[REQUIRED WORK]: Extract each line from the rows below that contains the string "tree". Treat uppercase and lowercase as different when matching.

Data listing
★ ★ ★

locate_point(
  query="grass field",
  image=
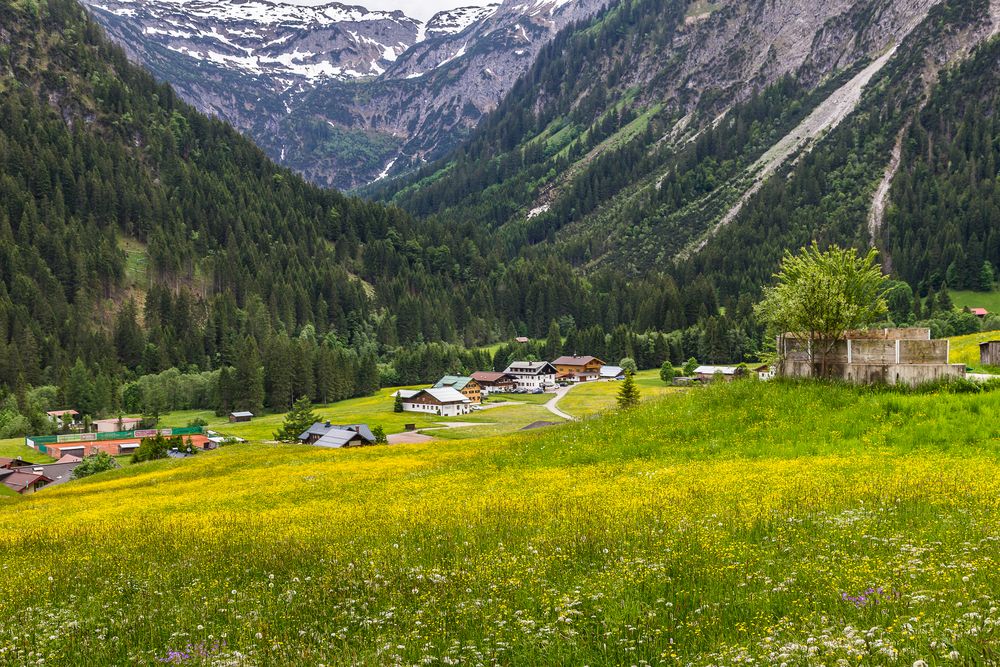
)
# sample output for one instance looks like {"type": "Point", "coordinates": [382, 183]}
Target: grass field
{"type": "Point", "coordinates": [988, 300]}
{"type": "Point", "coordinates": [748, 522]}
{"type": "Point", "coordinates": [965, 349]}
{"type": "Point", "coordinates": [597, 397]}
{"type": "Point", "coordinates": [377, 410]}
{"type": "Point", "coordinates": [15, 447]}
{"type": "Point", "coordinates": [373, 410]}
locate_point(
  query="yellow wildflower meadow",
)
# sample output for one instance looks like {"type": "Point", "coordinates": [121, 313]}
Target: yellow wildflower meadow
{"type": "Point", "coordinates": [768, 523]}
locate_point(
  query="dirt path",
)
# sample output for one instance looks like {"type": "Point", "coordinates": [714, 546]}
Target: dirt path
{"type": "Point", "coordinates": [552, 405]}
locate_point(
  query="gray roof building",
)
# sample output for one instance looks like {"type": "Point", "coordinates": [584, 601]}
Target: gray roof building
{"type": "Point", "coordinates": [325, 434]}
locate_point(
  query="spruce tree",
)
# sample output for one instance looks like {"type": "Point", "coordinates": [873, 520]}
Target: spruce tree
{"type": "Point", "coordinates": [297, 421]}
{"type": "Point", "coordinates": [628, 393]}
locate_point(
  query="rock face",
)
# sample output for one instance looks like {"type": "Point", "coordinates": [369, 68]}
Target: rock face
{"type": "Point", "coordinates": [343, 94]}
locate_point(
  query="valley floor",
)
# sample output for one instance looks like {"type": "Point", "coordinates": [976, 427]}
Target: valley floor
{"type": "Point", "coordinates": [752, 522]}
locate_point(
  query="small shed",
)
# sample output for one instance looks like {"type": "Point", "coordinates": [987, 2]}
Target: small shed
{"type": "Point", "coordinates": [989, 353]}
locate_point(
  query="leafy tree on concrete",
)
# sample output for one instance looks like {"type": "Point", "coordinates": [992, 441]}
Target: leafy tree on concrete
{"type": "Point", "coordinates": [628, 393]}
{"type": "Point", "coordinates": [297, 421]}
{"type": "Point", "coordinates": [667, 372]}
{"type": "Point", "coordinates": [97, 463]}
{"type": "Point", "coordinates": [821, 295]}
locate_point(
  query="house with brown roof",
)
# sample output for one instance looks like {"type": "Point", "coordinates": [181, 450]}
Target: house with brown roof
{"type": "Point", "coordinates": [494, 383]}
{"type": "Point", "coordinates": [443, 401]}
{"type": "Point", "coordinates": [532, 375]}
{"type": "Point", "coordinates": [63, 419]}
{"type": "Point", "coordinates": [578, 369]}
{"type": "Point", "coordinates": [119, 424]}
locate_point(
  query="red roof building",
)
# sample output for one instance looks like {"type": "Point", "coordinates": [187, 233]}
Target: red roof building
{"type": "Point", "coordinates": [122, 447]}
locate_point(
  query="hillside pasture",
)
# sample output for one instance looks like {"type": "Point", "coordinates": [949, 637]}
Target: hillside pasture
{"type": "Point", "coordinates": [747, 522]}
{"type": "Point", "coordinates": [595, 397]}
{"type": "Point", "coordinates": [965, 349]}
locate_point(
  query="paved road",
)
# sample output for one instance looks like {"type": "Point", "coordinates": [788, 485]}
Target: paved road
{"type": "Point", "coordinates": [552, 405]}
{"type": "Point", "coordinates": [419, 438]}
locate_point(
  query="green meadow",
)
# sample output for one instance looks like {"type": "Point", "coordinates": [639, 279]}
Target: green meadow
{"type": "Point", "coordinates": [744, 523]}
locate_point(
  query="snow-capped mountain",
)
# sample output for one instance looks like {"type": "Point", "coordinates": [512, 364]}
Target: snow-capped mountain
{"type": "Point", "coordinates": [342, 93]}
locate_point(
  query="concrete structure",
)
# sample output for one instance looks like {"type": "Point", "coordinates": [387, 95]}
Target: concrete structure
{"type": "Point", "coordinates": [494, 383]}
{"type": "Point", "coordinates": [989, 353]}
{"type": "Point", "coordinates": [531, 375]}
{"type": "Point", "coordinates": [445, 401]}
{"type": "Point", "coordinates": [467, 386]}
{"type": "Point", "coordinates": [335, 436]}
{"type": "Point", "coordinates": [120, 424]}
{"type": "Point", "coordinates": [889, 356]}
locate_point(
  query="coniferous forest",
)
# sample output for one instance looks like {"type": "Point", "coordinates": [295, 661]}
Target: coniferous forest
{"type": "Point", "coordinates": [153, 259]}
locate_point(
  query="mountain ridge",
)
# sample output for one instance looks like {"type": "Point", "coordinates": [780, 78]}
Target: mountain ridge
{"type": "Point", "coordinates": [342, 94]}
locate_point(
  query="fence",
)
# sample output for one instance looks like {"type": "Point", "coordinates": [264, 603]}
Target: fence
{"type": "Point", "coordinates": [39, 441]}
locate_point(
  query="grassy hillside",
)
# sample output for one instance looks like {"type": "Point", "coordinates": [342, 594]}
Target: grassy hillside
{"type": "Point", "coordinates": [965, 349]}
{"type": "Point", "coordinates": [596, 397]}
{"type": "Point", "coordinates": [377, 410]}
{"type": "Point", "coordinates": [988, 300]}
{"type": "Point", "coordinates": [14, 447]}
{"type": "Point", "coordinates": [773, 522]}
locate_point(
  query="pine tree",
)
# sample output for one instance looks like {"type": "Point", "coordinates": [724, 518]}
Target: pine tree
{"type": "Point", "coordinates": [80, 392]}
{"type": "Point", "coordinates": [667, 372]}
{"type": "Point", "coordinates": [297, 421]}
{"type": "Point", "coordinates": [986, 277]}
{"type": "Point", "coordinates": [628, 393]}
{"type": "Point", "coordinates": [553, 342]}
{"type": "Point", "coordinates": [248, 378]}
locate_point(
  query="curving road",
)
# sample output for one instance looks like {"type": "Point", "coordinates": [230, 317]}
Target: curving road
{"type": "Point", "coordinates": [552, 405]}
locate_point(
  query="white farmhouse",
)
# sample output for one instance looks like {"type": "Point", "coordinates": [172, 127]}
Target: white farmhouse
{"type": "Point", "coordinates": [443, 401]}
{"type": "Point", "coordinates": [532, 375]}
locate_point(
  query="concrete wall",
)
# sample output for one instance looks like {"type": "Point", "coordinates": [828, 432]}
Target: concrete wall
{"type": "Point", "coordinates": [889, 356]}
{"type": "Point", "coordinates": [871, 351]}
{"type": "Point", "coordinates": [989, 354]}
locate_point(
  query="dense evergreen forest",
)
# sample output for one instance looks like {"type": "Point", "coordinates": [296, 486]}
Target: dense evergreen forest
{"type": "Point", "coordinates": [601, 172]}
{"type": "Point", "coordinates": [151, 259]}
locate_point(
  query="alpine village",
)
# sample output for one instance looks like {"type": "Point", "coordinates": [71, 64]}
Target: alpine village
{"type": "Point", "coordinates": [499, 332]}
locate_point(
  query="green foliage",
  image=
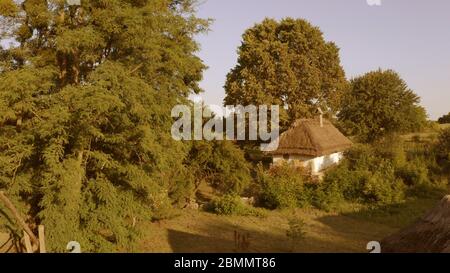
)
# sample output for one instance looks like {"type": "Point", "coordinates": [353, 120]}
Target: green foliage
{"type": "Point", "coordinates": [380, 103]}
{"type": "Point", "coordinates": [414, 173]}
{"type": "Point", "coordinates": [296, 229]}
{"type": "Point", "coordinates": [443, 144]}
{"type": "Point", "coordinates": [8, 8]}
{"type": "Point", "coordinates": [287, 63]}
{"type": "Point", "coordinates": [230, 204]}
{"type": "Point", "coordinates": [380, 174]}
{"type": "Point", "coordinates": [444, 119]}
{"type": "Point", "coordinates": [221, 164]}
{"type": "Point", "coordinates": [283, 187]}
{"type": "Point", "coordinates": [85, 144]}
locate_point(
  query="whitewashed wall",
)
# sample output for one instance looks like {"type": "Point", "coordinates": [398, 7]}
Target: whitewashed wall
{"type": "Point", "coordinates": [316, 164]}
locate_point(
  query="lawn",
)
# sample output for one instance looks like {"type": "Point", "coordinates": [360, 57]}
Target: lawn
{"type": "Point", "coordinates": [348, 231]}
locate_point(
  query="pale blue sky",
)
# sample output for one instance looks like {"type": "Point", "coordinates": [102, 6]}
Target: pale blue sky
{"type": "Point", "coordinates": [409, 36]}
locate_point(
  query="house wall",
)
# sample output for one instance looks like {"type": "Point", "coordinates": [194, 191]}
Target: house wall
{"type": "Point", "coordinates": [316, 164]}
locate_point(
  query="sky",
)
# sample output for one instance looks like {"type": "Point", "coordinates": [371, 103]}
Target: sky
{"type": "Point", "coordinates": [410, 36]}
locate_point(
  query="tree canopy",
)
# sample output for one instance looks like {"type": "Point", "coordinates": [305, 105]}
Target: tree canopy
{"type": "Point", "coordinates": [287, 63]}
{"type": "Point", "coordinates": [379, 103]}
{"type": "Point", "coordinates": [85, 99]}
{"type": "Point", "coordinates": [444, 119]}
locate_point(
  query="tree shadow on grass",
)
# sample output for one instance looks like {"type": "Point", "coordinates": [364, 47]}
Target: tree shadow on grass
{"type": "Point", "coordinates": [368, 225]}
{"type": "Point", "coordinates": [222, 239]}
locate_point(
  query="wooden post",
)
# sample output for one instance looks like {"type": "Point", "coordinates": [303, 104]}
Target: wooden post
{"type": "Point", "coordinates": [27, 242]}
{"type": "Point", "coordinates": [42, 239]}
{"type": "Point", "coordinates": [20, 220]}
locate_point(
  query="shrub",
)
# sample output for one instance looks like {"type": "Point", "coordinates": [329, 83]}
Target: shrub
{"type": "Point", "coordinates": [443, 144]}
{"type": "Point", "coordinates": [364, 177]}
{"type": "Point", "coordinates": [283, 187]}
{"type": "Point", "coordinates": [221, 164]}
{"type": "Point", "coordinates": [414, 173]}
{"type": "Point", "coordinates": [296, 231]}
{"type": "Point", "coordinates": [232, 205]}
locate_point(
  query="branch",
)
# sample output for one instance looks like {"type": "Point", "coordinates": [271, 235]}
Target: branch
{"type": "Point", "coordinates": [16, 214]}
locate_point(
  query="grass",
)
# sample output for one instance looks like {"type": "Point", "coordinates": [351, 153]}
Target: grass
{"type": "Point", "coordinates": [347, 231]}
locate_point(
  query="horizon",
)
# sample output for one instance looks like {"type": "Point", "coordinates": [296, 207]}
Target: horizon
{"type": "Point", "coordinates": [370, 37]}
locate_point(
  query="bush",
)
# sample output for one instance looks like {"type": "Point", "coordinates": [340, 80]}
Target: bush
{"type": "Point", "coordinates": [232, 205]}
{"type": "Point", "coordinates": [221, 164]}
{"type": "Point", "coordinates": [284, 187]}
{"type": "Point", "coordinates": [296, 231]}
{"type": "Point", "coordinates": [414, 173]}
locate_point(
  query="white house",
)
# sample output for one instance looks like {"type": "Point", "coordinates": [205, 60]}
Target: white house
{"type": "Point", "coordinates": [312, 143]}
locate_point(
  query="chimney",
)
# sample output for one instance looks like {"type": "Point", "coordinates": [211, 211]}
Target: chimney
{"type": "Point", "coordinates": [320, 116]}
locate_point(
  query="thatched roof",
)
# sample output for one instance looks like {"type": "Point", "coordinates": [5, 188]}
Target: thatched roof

★ ★ ★

[TASK OUTPUT]:
  query="spruce tree",
Target: spruce tree
  query="leafy tree on concrete",
Target: leafy tree on concrete
  query="pine tree",
Target: pine tree
  query="tree canopy",
Target: tree canopy
  query="tree shadow on grass",
Target: tree shadow on grass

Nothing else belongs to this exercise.